• _Exercise brief_:
Keep every line in which "stack" occurs and drop the rest of the data.

• _Dataset excerpts_:
------------------------
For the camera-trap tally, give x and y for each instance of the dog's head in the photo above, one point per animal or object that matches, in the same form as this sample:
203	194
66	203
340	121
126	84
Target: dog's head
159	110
------------------------
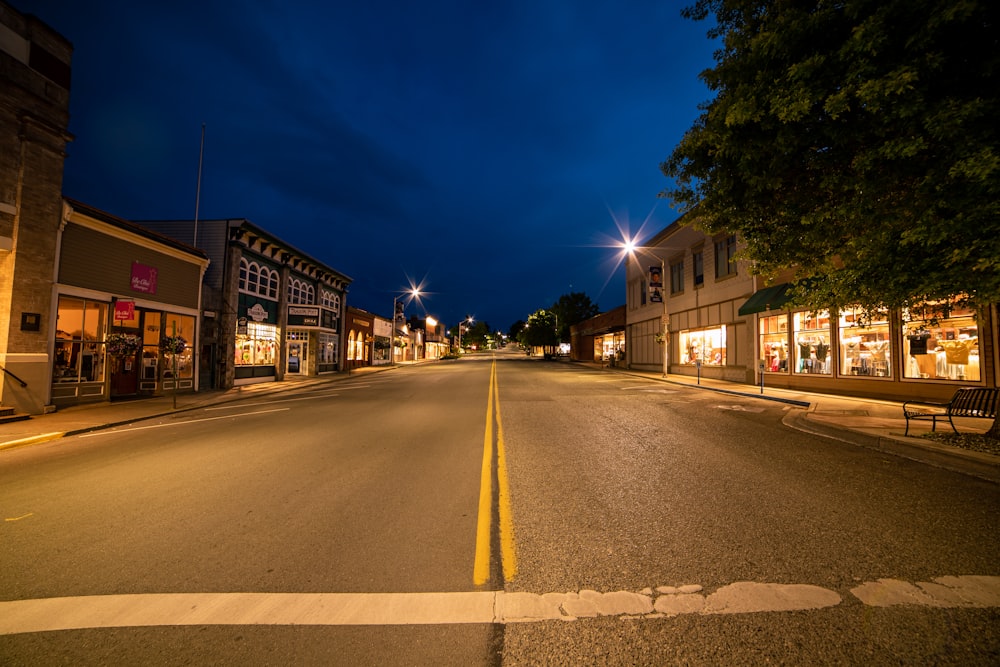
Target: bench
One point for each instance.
------------------------
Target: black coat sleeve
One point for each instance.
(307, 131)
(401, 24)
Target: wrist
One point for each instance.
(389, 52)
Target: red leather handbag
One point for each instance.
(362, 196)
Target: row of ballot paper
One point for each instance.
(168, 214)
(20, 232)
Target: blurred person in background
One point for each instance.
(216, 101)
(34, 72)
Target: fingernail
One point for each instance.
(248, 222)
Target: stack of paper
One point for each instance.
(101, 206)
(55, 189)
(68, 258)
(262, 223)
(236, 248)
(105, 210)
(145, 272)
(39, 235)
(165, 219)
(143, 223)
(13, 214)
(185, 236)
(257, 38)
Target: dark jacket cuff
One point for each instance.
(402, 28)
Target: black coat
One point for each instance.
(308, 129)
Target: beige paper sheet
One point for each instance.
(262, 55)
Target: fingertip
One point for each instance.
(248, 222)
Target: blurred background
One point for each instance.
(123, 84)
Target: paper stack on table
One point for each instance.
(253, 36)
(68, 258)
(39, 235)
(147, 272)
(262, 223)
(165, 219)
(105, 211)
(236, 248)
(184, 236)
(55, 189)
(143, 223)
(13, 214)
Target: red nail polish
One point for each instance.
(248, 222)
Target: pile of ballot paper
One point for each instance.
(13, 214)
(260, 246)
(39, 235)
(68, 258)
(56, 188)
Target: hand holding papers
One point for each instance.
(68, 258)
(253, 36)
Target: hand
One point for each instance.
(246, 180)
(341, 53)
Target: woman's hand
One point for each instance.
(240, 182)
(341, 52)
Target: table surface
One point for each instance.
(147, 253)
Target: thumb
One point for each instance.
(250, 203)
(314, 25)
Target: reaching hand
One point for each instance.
------------------------
• _Solution to this exercise_:
Target: stack of paper
Target: paper stack on table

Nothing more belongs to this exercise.